#### Work instruction:
Copy the items below word for word, starting with their first line and ending with the line that contains "box: [162, 176, 426, 221]". Include both of those lines.

#### Records to process:
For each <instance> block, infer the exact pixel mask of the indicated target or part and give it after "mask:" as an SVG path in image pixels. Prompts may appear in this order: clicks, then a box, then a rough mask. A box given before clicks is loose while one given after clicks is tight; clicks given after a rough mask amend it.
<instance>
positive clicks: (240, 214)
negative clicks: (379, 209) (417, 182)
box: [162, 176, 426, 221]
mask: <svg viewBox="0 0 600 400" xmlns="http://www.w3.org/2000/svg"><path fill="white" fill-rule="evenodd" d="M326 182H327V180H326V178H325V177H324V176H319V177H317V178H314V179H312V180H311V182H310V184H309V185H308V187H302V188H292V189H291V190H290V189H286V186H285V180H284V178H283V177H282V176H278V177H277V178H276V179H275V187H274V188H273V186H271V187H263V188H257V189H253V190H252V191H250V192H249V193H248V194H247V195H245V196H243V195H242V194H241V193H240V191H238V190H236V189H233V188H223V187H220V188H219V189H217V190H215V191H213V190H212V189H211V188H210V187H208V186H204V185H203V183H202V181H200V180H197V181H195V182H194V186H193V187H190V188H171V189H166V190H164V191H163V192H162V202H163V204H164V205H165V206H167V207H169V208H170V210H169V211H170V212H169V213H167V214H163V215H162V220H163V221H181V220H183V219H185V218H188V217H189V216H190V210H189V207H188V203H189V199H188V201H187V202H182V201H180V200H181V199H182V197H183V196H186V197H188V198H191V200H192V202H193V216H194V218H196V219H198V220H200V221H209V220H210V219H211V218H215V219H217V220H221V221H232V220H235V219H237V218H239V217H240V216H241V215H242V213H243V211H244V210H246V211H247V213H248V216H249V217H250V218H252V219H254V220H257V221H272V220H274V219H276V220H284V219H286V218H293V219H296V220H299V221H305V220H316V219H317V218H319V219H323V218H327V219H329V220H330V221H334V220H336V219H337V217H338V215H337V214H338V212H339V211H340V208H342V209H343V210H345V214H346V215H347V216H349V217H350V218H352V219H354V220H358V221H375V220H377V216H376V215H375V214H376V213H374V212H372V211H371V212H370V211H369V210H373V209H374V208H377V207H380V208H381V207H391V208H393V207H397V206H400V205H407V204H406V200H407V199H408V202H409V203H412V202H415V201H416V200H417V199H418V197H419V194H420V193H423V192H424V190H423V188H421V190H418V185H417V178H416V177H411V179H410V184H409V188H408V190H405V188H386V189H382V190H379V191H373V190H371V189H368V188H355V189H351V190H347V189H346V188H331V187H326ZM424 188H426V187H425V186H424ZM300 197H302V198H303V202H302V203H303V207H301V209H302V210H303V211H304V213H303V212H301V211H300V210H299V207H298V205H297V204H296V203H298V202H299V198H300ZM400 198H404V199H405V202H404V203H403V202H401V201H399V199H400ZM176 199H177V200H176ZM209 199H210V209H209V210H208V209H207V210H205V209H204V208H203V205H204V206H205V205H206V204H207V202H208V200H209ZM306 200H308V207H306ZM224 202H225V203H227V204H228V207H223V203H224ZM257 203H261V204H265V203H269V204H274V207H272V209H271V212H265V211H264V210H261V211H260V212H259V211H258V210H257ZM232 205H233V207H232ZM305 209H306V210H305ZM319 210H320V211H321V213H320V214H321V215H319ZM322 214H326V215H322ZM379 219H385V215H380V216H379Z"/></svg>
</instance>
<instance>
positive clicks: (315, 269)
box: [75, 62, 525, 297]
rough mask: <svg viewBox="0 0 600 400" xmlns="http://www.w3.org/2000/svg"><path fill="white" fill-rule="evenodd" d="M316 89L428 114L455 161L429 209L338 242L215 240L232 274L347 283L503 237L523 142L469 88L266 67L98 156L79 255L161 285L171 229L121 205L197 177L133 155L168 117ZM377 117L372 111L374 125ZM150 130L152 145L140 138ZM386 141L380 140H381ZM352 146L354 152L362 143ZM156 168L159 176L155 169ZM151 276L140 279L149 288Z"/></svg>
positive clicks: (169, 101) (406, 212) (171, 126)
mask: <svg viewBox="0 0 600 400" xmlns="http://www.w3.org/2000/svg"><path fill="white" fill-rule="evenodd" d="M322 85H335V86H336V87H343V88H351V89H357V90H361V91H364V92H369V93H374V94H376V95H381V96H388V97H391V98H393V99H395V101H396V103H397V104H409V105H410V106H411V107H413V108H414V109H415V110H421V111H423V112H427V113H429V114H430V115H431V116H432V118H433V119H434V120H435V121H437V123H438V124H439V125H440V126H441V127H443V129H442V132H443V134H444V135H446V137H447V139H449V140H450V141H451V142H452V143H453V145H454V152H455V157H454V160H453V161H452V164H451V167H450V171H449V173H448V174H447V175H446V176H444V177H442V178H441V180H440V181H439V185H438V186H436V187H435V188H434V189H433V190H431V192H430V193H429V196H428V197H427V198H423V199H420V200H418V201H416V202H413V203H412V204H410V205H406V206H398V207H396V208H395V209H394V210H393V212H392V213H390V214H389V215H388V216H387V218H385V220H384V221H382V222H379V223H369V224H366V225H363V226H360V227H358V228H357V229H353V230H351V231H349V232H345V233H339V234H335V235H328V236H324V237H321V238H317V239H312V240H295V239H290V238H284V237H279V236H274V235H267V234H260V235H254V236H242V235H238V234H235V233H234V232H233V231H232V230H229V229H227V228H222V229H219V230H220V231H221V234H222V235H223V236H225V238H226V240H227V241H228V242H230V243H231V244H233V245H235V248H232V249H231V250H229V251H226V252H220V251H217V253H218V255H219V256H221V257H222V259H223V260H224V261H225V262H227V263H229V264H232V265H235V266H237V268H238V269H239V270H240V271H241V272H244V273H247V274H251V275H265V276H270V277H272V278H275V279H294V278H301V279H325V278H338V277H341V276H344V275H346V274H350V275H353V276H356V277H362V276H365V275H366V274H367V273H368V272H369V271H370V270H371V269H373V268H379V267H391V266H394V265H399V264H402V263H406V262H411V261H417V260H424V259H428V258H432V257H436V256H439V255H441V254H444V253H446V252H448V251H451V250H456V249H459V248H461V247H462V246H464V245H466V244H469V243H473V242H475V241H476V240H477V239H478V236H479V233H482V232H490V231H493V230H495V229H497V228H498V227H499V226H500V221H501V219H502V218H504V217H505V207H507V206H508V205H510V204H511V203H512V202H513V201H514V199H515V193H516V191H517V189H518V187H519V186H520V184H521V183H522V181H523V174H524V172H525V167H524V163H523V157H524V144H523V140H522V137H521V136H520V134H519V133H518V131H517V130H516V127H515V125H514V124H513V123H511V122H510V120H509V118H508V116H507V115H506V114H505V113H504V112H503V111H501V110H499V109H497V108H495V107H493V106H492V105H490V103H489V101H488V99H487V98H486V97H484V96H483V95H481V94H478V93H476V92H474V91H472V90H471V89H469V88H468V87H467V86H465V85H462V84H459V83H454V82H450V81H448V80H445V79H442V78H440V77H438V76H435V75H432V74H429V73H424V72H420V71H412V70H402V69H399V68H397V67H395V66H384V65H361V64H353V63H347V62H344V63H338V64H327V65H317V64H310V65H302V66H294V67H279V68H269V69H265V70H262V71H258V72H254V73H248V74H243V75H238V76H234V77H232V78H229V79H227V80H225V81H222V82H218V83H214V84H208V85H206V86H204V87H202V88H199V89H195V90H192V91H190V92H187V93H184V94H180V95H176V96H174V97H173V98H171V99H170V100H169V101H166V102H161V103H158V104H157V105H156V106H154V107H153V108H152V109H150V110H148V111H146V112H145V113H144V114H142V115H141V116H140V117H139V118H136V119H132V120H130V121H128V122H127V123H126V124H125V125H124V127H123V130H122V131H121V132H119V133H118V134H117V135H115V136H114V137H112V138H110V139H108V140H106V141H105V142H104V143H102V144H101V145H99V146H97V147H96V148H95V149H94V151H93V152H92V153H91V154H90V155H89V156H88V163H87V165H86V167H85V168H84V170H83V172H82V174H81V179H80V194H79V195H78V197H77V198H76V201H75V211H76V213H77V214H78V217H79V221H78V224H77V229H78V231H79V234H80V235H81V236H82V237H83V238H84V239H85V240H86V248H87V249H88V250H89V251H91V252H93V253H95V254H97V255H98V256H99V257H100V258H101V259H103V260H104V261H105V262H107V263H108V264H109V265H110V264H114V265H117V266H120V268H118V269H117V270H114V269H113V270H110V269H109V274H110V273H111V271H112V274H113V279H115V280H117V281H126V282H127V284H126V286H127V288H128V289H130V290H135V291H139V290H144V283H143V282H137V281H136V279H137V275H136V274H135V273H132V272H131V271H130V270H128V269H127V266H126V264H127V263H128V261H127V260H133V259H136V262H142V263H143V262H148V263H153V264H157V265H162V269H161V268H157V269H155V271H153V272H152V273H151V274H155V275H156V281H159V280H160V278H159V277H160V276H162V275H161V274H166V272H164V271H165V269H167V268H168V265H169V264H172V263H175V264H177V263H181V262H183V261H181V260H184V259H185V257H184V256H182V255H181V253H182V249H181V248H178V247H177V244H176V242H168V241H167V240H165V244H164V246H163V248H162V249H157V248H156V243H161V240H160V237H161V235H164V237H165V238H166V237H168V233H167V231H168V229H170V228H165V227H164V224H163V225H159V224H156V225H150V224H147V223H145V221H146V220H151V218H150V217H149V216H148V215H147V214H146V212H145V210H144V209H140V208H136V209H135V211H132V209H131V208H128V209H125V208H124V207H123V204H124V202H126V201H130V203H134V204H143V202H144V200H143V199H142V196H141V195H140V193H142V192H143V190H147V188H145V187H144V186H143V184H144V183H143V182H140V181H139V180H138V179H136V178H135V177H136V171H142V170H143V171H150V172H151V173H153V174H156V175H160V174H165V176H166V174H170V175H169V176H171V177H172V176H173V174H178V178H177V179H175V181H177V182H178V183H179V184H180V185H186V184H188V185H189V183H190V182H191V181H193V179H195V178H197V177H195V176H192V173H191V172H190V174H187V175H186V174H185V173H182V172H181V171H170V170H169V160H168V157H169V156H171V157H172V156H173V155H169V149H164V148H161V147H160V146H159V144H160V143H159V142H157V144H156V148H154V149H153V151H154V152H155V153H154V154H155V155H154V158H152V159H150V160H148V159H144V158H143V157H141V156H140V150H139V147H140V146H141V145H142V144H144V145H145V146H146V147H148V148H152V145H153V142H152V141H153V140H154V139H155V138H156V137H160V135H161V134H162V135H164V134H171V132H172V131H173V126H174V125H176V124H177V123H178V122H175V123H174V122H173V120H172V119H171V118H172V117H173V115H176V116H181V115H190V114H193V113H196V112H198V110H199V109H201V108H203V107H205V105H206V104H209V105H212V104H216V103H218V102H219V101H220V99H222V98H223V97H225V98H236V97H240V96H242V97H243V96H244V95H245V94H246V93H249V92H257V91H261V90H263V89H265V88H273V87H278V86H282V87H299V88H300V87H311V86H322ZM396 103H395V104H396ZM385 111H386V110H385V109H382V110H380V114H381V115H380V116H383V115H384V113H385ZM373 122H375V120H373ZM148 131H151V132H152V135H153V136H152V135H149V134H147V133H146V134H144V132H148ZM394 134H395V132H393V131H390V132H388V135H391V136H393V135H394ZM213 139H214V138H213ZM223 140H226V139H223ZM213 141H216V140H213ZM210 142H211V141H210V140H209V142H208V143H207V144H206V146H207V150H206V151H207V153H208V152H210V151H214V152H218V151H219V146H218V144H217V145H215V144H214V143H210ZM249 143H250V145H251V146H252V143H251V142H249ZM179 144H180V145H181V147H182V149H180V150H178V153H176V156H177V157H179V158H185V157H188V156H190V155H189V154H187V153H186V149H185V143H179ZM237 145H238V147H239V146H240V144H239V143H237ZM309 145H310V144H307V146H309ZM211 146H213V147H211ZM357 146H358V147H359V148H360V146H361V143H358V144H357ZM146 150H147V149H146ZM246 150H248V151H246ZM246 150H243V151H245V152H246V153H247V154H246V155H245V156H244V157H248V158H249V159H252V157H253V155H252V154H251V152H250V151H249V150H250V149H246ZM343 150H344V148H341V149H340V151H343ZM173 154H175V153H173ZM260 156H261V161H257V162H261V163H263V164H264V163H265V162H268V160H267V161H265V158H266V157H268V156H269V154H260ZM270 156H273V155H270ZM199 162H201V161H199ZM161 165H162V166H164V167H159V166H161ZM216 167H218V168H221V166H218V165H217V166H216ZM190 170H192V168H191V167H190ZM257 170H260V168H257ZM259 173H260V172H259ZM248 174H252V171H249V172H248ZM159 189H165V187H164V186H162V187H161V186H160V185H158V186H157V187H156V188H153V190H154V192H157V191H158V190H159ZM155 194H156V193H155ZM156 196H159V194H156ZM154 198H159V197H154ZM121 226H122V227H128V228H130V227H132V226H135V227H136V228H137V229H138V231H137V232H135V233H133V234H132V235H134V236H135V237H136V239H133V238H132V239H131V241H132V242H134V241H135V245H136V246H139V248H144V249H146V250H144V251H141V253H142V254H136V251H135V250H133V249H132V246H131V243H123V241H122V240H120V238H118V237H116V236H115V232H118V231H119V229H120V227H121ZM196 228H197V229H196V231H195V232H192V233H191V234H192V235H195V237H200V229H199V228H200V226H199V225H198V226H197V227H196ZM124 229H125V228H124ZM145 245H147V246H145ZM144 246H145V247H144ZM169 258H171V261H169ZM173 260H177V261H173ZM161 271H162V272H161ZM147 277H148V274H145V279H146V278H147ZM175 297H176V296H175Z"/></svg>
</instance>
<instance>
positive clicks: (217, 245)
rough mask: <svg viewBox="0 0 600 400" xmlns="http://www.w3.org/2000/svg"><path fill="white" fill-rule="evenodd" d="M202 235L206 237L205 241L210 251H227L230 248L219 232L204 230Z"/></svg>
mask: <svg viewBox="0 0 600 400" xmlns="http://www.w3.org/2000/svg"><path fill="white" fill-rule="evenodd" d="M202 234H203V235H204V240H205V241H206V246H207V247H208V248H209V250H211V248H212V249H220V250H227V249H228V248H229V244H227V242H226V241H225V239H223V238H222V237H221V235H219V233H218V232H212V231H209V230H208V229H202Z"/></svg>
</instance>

#### Response area:
For each <instance> block, infer the exact pixel mask of the indicated target or part and give it after "mask:" as an SVG path in image pixels. Prompts may appear in this order: clicks, then a box, then a rough mask. A box given before clicks is loose while one given after clicks is tight; clicks given after a rough mask amend it.
<instance>
positive clicks: (240, 214)
negative clicks: (379, 209) (417, 182)
box: [162, 176, 426, 221]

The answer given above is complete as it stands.